> SHORT PROBLEM 1
How would you translate this sentence from the Instagram forum thread into Spanish: "Instagram is a fast, beautiful and fun way to share your life with friends and family."?

*** SELECTION ***

# Some instagram pics..



## pkny1

Wasn't sure if there was a place for these.. I guess there is !


----------



## Scott W.

Interesting.


----------



## Tobias Lutz

Cool pics, but I have to ask...what is instagram?


----------



## pkny1

Tobias Lutz said:


> Cool pics, but I have to ask...what is instagram?


From their website (I'm too new to post links)



> Capture and Share the World's Moments
> 
> Instagram is a fast, beautiful and fun way to share your life with friends and family.
> 
> Take a picture or video, choose a filter to transform its look and feel, then post to Instagram - it's that easy. You can even share to Facebook, Twitter, Tumblr and more. It's a new way to see the world.
> 
> Oh yeah, did we mention it's free?


----------



## pippin925

Tobias Lutz said:


> Cool pics, but I have to ask...what is instagram?


:r I was wondering the same thing.


----------



## pkny1

In a nut shell, it's a photo sharing twitter-type of app for smartphones (now on the web too).. There's a large cigar community presence on there.. I haven't looked up all the big names yet, but I do follow Jonathan Drew on there, Padron, and PDR Cigars.


----------



## Tobias Lutz

pkny1 said:


> From their website (I'm too new to post links)

***

> SHORT PROBLEM 2
Can you reproduce, unchanged, the part of the records that opens with the line containing "Mark the road" and closes with the line containing "point(51, 208)"?

*** DATASET EXTRACT ***

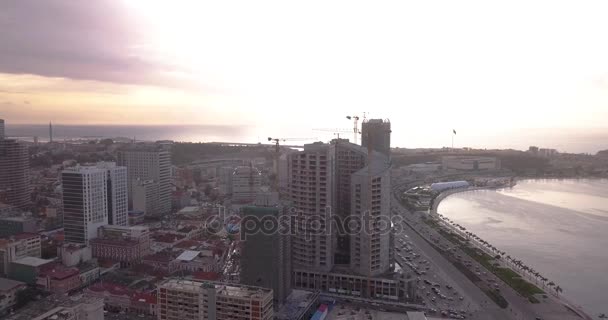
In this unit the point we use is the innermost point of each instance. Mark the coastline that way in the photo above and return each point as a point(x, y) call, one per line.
point(433, 211)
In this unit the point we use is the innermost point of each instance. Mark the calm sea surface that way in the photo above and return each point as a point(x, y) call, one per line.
point(575, 141)
point(558, 227)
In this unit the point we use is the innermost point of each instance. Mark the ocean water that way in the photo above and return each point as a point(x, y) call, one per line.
point(571, 140)
point(558, 227)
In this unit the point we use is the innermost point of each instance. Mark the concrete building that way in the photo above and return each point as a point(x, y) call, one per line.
point(246, 182)
point(149, 162)
point(15, 173)
point(144, 196)
point(311, 181)
point(331, 182)
point(201, 300)
point(266, 256)
point(73, 254)
point(469, 163)
point(17, 247)
point(11, 225)
point(8, 291)
point(118, 203)
point(371, 248)
point(59, 279)
point(85, 202)
point(28, 269)
point(390, 288)
point(376, 135)
point(126, 245)
point(82, 307)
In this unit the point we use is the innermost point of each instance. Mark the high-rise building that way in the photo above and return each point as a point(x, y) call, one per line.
point(118, 204)
point(266, 256)
point(371, 249)
point(144, 196)
point(85, 202)
point(15, 173)
point(202, 300)
point(246, 181)
point(376, 134)
point(149, 162)
point(340, 182)
point(311, 181)
point(17, 247)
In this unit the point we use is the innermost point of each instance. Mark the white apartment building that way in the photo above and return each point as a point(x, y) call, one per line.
point(149, 162)
point(17, 247)
point(340, 181)
point(246, 182)
point(202, 300)
point(85, 202)
point(118, 203)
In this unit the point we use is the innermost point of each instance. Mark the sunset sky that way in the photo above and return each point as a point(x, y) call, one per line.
point(426, 65)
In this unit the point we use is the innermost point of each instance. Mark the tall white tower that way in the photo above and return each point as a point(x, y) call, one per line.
point(85, 202)
point(117, 196)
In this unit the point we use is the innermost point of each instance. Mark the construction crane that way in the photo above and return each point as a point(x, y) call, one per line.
point(335, 131)
point(277, 152)
point(355, 131)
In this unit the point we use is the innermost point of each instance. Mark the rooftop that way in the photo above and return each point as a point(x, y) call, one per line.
point(114, 242)
point(33, 261)
point(8, 284)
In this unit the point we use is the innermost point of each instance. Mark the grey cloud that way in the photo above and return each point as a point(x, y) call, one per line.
point(92, 40)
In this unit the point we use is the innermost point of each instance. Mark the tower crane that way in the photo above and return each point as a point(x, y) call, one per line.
point(335, 131)
point(355, 126)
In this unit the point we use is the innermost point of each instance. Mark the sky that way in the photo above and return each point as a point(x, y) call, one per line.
point(484, 67)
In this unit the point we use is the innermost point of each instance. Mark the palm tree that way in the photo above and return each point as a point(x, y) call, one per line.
point(558, 290)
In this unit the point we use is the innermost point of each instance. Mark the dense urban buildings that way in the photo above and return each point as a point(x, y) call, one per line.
point(15, 185)
point(266, 256)
point(148, 162)
point(85, 202)
point(376, 135)
point(202, 300)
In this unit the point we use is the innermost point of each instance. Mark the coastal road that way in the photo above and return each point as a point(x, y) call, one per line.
point(486, 309)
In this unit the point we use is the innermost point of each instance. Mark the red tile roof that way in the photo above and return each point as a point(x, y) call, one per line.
point(211, 276)
point(143, 297)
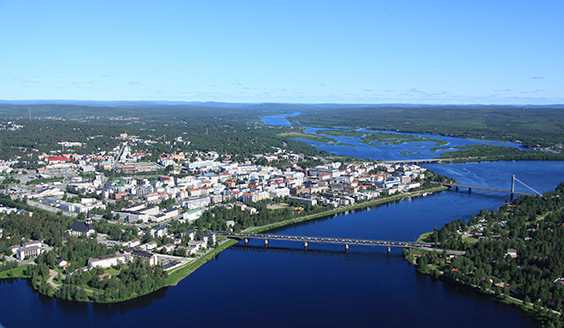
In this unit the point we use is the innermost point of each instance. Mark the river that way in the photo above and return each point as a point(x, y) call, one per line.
point(285, 285)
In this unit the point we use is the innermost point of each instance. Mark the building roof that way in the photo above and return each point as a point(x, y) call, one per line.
point(80, 226)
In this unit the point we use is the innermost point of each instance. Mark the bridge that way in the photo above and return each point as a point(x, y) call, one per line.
point(418, 161)
point(512, 191)
point(325, 240)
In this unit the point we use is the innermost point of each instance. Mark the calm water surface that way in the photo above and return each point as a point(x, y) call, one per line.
point(285, 285)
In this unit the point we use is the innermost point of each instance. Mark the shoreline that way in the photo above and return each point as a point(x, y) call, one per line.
point(180, 273)
point(193, 266)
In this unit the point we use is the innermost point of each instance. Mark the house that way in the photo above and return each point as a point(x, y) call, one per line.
point(80, 228)
point(29, 251)
point(511, 252)
point(107, 261)
point(159, 231)
point(151, 258)
point(209, 238)
point(133, 243)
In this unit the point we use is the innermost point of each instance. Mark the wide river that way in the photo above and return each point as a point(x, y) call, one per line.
point(287, 286)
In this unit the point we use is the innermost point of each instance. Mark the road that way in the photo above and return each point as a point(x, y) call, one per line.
point(51, 208)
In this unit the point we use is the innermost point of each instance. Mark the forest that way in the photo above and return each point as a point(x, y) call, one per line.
point(531, 126)
point(519, 252)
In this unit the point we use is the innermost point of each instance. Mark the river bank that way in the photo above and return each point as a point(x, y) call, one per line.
point(178, 274)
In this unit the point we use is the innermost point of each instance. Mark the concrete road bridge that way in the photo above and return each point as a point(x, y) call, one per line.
point(325, 240)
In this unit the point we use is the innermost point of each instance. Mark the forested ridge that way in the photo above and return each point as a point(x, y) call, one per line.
point(517, 251)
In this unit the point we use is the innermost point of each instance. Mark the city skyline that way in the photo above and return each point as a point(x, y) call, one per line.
point(291, 52)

***

> TASK OUTPUT 1
Instagram es una forma rápida, hermosa y divertida de compartir tu vida con amigos y familia.

> TASK OUTPUT 2
In this unit the point we use is the innermost point of each instance. Mark the road that way in the photo above and return each point as a point(x, y) call, one per line.
point(51, 208)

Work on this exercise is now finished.